Instructions to follow
Output range, inclusive: from the line containing "white sneaker, where" to the line containing "Look at the photo above. For each instance of the communication". Restate those lines from the data below word for word and only those.

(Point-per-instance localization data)
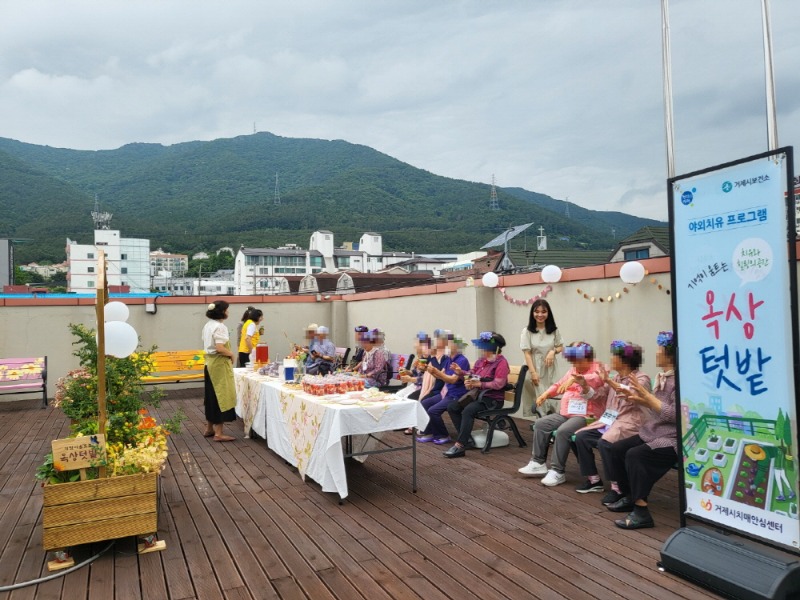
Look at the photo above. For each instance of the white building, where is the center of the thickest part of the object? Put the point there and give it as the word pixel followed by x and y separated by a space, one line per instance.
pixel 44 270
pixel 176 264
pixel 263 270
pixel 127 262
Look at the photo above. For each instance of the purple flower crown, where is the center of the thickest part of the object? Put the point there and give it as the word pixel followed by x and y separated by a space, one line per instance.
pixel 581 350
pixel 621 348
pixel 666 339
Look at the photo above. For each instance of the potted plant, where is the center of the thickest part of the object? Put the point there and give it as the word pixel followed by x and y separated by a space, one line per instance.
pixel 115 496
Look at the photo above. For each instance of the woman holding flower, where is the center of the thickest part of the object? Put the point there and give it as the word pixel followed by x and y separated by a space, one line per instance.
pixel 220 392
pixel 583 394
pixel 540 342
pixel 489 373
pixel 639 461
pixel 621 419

--

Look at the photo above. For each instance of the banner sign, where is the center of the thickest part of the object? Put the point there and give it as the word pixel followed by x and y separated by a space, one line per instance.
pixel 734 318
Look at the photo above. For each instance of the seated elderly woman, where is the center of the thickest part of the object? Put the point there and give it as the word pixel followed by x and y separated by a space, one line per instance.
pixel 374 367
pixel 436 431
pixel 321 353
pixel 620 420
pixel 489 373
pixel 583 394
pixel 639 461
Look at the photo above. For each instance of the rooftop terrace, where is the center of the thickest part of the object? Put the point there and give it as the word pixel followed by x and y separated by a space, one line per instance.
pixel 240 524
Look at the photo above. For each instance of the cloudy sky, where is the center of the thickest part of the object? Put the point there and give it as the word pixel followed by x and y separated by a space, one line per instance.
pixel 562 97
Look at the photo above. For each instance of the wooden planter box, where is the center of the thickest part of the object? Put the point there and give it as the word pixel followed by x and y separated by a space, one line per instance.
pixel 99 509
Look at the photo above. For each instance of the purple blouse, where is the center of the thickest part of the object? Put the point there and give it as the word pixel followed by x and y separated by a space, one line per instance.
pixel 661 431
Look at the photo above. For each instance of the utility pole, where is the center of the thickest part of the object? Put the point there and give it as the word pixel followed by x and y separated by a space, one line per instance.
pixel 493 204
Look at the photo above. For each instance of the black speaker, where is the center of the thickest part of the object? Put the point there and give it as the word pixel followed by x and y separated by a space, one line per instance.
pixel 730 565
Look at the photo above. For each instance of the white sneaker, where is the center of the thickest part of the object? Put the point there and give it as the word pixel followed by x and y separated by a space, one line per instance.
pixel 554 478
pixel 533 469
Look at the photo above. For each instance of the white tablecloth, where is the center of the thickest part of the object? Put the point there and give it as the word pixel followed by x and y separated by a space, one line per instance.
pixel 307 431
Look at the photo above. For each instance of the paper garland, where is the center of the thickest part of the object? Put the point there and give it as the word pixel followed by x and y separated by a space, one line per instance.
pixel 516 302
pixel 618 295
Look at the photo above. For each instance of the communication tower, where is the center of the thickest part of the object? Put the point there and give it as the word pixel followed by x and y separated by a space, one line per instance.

The answer
Look at the photo above. For each instance of the white sneaker, where is the center of the thickest part of the object? Put the point there and give it as the word pixel followed by x and y separated by a space, one line per instance.
pixel 554 478
pixel 533 469
Look at the photo above. For each instance of the white tablecloth, where is the center of the thickest part of the object? Put the point there and give it as the word pixel followed by x and y separated by a space, one line per instance.
pixel 307 431
Look at the photo above. For each instance of the paper garland, where is the center of the thickest part of the object? Put the point there and give it as the word pixel followed by x and y separated by a space, one line per instance.
pixel 516 302
pixel 618 295
Look at the photo above. For each instance of the communication tower, where is the center of the thickest part of the object? Put the point there and give it as the word pixel followed by x and y separated by a space, one line per instance.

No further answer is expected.